* Work item:
Would you transcribe the records below from the line with "dress in this photo." to the line with "roof in this photo.", ends included, exactly and with nothing more, leaving the pictures out?

* Stored dataset items:
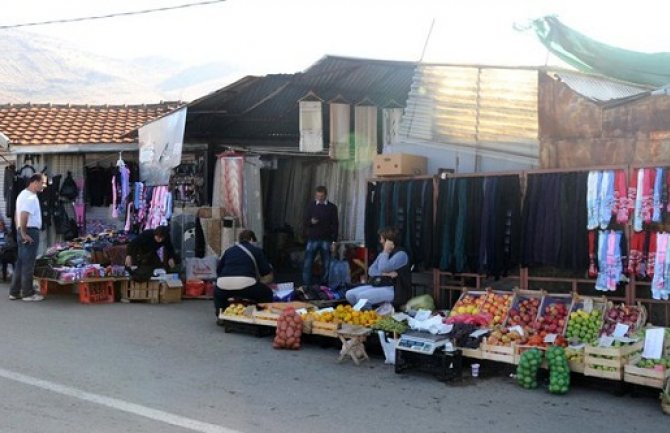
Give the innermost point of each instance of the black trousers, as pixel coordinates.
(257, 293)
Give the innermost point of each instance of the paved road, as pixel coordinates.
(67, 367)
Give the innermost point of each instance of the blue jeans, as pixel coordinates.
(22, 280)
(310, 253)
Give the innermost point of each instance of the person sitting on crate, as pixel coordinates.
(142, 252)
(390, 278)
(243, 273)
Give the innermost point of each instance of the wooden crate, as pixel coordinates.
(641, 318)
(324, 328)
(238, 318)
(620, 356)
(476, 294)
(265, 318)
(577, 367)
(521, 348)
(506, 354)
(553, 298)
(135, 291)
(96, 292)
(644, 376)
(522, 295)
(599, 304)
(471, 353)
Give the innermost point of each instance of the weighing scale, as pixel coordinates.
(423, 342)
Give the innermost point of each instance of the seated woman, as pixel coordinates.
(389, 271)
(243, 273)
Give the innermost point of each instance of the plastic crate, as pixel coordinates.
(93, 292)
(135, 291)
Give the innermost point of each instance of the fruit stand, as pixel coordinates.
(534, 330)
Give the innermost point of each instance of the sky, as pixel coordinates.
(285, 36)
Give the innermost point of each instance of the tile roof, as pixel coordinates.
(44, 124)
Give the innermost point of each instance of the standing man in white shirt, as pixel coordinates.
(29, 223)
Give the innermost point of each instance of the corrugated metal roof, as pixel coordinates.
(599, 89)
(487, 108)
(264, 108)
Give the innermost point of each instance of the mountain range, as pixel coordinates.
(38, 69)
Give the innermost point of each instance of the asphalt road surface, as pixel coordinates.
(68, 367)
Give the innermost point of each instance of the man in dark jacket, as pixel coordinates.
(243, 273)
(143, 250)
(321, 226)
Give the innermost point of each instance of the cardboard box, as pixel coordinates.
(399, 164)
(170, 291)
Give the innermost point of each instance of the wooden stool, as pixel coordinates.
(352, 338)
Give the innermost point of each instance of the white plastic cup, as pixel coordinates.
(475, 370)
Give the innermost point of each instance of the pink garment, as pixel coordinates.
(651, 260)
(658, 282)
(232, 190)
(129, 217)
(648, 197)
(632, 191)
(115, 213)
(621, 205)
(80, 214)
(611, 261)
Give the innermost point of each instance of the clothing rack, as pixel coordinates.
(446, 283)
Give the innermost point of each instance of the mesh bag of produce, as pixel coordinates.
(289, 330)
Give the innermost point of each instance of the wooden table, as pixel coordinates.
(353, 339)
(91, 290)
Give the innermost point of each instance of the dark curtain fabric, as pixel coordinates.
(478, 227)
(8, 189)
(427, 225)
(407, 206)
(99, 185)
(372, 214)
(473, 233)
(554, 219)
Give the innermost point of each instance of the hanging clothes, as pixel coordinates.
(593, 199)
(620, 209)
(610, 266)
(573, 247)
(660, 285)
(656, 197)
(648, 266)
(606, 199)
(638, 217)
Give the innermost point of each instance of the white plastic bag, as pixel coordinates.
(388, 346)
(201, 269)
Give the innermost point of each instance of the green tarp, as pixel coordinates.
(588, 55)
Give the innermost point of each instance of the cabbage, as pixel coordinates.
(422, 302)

--

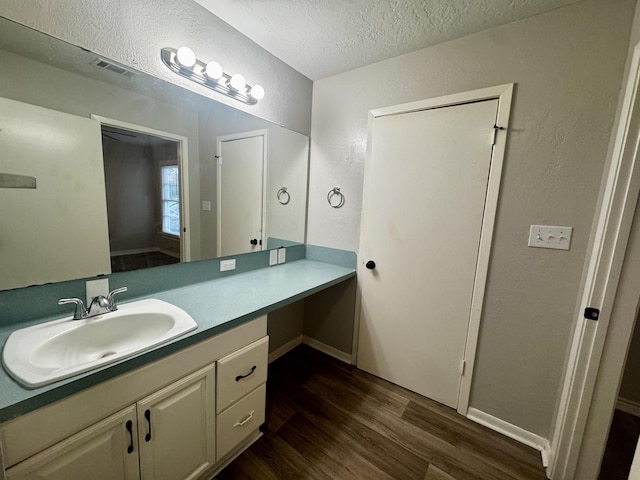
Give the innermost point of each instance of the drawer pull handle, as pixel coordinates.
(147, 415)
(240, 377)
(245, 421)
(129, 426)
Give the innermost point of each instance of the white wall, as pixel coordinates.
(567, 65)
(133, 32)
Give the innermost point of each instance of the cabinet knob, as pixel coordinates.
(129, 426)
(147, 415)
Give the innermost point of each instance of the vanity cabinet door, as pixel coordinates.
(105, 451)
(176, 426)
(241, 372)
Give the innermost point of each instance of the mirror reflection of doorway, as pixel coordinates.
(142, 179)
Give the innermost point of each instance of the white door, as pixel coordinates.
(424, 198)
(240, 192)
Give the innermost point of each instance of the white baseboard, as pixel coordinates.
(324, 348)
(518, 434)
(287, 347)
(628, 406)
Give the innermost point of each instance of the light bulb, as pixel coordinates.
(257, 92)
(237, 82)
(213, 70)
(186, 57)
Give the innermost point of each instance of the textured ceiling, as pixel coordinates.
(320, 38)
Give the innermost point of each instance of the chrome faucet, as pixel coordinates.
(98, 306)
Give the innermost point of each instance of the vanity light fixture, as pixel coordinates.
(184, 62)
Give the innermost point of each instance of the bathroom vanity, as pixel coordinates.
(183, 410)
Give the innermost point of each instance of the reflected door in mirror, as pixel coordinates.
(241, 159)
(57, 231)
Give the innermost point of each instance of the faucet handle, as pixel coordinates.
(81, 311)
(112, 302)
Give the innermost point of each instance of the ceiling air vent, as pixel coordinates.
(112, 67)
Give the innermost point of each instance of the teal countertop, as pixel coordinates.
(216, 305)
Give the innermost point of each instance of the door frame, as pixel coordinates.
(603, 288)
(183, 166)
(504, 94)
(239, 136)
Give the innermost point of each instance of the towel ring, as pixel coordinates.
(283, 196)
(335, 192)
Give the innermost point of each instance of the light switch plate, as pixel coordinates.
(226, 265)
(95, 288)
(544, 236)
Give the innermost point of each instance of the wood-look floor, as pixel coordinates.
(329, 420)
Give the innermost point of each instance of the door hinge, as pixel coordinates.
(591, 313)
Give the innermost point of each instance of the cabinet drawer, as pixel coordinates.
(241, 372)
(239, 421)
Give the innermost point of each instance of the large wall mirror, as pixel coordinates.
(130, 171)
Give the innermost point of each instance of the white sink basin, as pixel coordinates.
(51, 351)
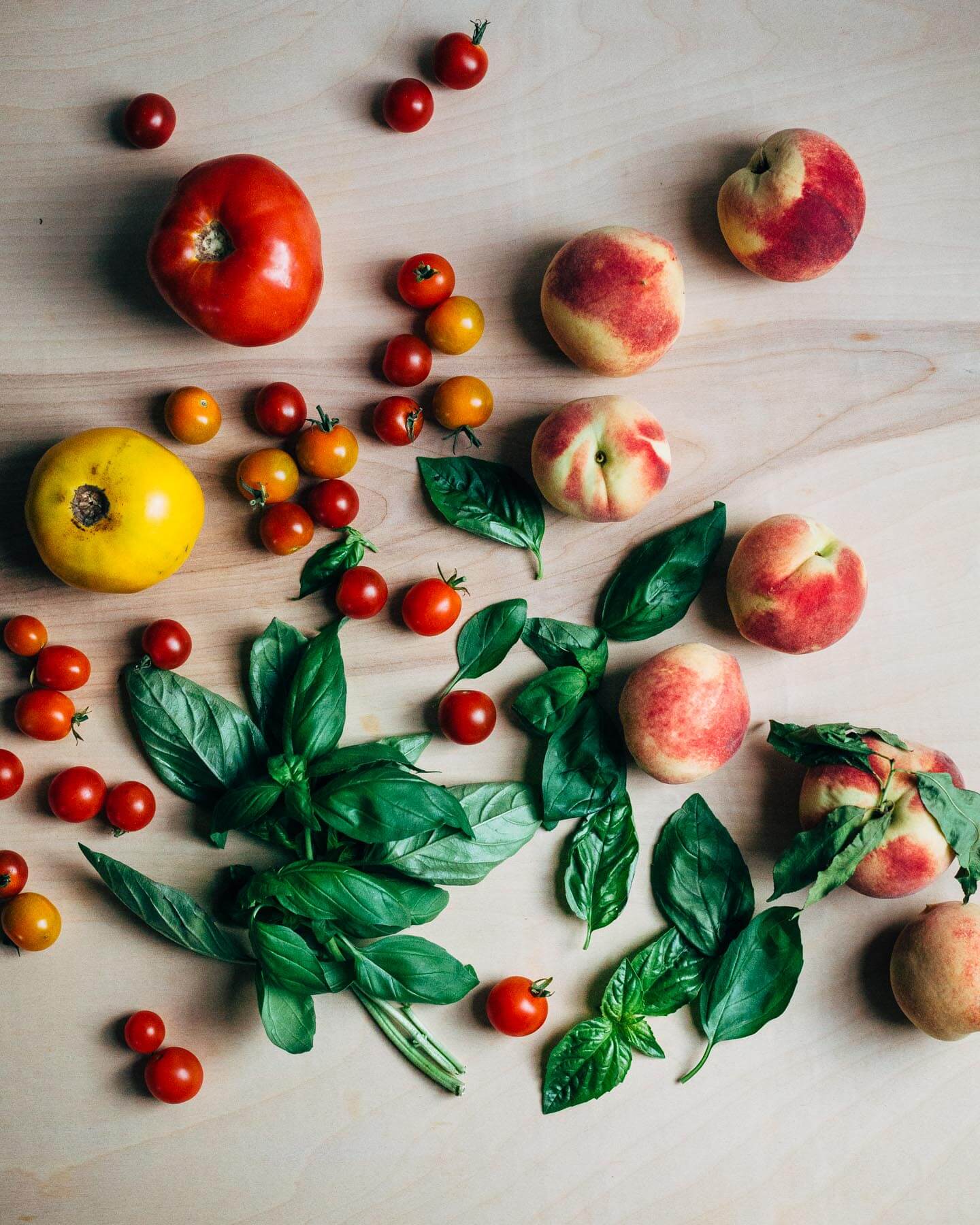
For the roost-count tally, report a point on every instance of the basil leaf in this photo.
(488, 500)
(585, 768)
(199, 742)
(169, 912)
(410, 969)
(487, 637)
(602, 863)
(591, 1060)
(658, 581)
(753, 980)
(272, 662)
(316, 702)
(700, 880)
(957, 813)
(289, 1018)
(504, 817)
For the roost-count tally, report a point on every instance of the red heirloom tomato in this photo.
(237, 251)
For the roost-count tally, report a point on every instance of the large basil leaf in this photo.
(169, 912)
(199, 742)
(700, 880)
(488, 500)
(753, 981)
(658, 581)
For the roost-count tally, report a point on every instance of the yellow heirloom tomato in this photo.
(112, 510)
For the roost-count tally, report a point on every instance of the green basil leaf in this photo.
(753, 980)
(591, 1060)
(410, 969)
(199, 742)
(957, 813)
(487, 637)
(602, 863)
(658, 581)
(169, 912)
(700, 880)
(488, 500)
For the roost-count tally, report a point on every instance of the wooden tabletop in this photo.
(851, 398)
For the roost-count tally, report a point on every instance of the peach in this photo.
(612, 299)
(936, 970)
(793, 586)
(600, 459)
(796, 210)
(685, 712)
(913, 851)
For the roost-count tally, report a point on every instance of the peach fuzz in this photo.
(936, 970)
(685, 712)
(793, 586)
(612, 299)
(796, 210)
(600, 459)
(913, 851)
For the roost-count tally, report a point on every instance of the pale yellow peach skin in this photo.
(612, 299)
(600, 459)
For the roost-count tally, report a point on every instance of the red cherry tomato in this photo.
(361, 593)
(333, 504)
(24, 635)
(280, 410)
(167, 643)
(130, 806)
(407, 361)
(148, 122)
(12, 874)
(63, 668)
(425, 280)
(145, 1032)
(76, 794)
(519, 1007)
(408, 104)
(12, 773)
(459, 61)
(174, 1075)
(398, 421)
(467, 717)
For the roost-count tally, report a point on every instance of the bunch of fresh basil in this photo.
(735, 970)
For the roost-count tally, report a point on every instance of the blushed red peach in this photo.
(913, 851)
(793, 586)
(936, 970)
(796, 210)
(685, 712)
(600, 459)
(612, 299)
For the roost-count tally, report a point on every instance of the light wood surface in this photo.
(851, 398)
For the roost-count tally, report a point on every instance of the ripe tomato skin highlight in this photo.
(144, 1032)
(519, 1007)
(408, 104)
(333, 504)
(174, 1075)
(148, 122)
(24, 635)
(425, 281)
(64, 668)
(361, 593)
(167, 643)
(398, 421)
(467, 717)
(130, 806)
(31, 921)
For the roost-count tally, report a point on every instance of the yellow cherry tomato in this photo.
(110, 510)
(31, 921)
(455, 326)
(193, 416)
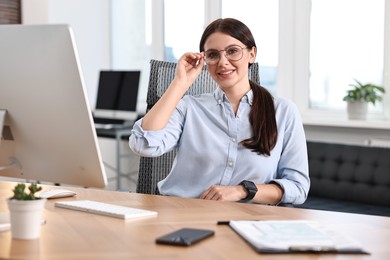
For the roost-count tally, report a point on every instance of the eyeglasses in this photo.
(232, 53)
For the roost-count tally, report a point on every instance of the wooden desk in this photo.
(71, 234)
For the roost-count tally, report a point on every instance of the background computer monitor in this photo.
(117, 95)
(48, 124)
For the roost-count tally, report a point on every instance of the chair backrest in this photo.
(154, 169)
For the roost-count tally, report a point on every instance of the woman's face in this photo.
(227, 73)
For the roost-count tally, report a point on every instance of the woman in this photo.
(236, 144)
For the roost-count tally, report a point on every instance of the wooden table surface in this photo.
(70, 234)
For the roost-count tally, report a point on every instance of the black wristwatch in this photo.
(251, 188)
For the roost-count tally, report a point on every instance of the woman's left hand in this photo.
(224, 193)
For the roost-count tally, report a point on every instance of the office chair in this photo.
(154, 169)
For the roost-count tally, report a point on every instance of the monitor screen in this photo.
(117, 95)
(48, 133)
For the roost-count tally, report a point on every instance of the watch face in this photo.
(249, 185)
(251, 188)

* * *

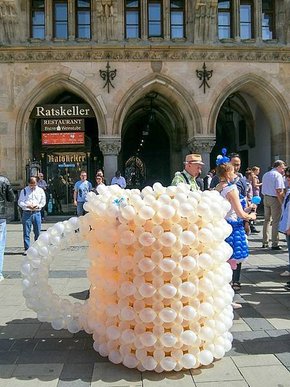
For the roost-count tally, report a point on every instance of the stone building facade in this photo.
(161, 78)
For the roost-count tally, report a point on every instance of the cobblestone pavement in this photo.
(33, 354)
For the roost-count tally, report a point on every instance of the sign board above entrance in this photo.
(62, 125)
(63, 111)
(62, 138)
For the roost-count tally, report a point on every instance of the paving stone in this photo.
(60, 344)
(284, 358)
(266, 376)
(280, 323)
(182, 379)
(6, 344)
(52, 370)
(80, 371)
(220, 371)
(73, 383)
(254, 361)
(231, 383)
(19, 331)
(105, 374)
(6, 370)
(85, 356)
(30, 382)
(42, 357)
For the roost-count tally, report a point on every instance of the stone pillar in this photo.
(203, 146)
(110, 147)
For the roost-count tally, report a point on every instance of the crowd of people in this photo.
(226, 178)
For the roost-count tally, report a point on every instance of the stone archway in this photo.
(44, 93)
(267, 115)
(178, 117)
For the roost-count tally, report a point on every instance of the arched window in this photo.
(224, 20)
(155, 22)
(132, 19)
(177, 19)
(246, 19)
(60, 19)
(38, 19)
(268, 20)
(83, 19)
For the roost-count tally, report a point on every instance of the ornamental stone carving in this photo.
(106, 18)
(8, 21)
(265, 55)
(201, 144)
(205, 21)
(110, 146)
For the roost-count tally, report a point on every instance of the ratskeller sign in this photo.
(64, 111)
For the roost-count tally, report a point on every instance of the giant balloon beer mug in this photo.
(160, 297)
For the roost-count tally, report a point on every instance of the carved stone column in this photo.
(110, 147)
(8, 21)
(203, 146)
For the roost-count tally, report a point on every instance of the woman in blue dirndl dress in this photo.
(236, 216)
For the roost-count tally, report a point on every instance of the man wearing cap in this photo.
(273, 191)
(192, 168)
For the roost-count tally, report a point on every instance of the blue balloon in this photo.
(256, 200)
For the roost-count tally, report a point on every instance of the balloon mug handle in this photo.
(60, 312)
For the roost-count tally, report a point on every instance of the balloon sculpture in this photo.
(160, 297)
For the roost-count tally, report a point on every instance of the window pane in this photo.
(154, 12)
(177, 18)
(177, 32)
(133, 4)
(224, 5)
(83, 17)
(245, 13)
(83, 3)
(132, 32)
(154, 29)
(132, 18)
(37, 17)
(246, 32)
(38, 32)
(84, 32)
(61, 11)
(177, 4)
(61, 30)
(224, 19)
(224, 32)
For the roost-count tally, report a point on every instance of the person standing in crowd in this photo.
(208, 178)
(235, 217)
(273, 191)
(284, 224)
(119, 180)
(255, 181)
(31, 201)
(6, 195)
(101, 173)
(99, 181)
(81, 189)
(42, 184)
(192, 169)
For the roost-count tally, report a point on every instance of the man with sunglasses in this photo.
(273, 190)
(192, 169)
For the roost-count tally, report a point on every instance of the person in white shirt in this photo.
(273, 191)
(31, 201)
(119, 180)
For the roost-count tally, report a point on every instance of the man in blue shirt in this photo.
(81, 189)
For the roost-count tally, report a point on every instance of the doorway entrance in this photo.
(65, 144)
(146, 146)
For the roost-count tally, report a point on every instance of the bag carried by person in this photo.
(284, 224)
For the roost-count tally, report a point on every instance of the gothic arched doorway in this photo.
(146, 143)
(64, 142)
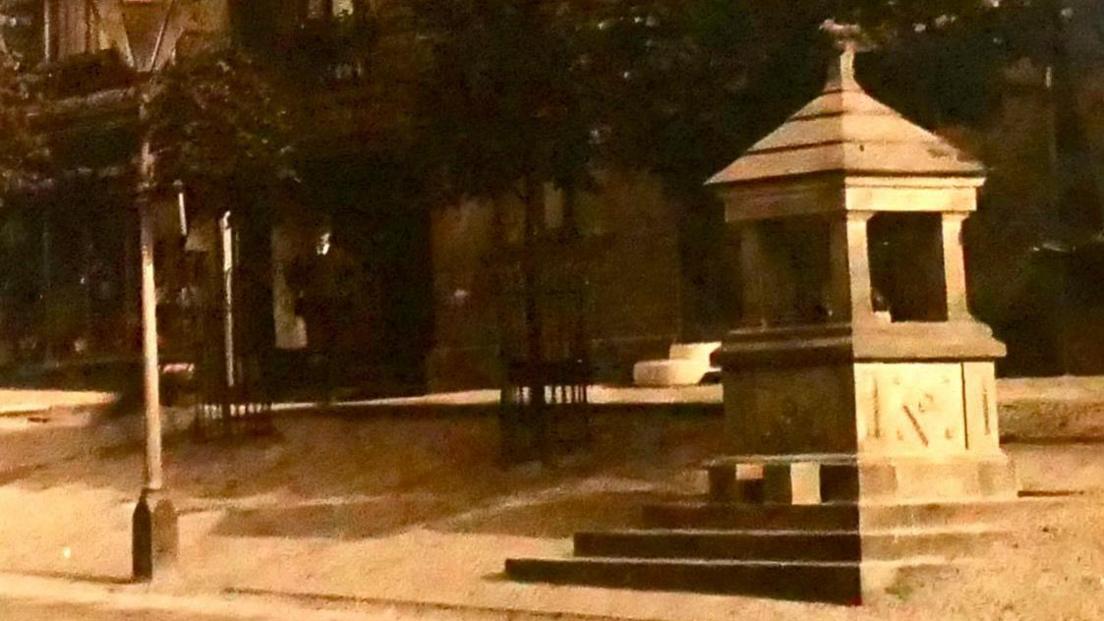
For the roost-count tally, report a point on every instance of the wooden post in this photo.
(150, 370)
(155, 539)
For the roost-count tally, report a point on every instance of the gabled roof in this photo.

* Written response:
For the roost-count tally, report a point on every instance of the woman in blue dirndl dress in this photo.
(236, 216)
For the roost-count tally, report a point on every instance of the man wearing cap in this photo.
(273, 191)
(192, 168)
For the roost-count tally, report a point on every instance of the blue balloon in this photo.
(256, 200)
For the roost-count tally, report a point on every instance of the balloon mug handle in this photo.
(60, 312)
For the roost-count tally, report a point on every instance of the balloon sculpture in this photo.
(160, 297)
For the roost-count tally, report a point on every instance of the window pane in this photo.
(154, 12)
(177, 18)
(177, 32)
(133, 4)
(224, 5)
(83, 17)
(245, 13)
(83, 3)
(132, 32)
(154, 29)
(132, 18)
(37, 17)
(246, 32)
(38, 32)
(84, 32)
(61, 11)
(177, 4)
(61, 30)
(224, 19)
(224, 32)
For the roost-count tally, report a point on every instance of the person standing in crowd in this photo.
(208, 178)
(235, 217)
(273, 191)
(284, 224)
(119, 180)
(255, 181)
(31, 201)
(6, 195)
(101, 173)
(99, 181)
(81, 189)
(42, 184)
(192, 169)
For the roost-count tally, report a point on every instance of the man with sunglasses in this photo.
(273, 190)
(192, 169)
For the roost-count tally, report a point on every instance of the person in white shirt in this photo.
(273, 191)
(31, 201)
(119, 180)
For the roost-count tally, report a point on every instance of the man in blue shirt in this photo.
(81, 189)
For the roost-count tally, report a point on every instance of the doorway entrance in this photo.
(65, 144)
(146, 146)
For the roost-count tally, report a point on every instance of the bag carried by person in this photo.
(284, 224)
For the roost-count tally, report a point on every instance of the gothic arched doorway in this photo.
(146, 143)
(64, 142)
For the roost-count tally, report a point on every instance of the wooden post in this photo.
(150, 370)
(155, 539)
For the roost-count tally, report a point on every instance of the gabled roof in this photo.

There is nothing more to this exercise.